Reading text:
________________

Shares of Catalent (CTLT:US) are trading more than 25% lower on Friday after the drug manufacturing company warned that investors should expect lower FQ3 revenue figures.

Due to “productivity issues and higher-than-expected costs” at the three facilities, of which two are Catalent’s largest, the company disclosed material impact to its FQ3 and full-year numbers.

Moreover, the CTLT stock was further hit by the news that CFO Thomas Castellano left the company, effective immediately. He will be replaced by Ricky Hopson, who had been serving as the Company’s President, Division Head for Clinical Development & Supply.

“Ricky is an experienced financial executive who deeply understands Catalent and can successfully lead our financial function through this interim period until we identify a new, permanent CFO,” said Alessandro Maselli, President and Chief Executive Officer.

The ramp at Catalent’s BWI facility was “slower than expected” due to “certain operational challenges.” As a result, revenues from this plant are expected to be “significantly reduced” for FQ3 and FQ4, Catalent said.

“The Company expects to recover related revenue in the second half of calendar year 2023 (the first half of the Company’s 2024 fiscal year),” the company added in a press release. 

As a result, Catalent implemented a number of “management and operational changes” to tackle issues at three production facilities. 

Catalent shares have enjoyed a strong start to the year. Congress members Ro Khanna, Susie Lee and Kurt Schrader were all trading the stock in the last 12 months. 

Earlier this week, Rep. Khanna disclosed that he sold some Catalent shares at the end of March 2023, therefore avoiding a more than 20% drop in the share price, which threatens to single-handedly erase almost all YTD gains.

________________

Raw data:

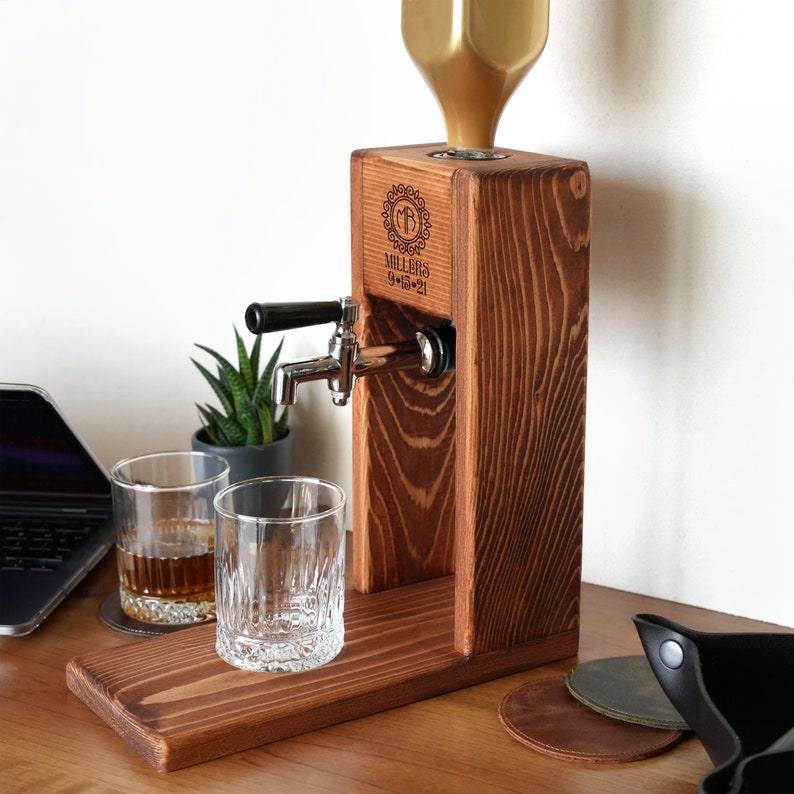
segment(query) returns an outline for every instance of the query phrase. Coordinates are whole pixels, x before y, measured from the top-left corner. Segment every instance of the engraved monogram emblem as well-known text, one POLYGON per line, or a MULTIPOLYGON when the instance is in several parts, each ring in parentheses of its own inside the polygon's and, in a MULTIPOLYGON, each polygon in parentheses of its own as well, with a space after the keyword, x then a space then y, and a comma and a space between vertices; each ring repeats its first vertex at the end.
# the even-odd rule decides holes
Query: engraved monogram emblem
POLYGON ((401 254, 418 254, 430 237, 430 213, 419 191, 410 185, 392 185, 383 202, 383 228, 401 254))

________________

To do: In the Catalent article, who is replacing departing CFO Thomas Castellano?

Your solution: Ricky Hopson, who had been serving as the company's President, Division Head for Clinical Development & Supply.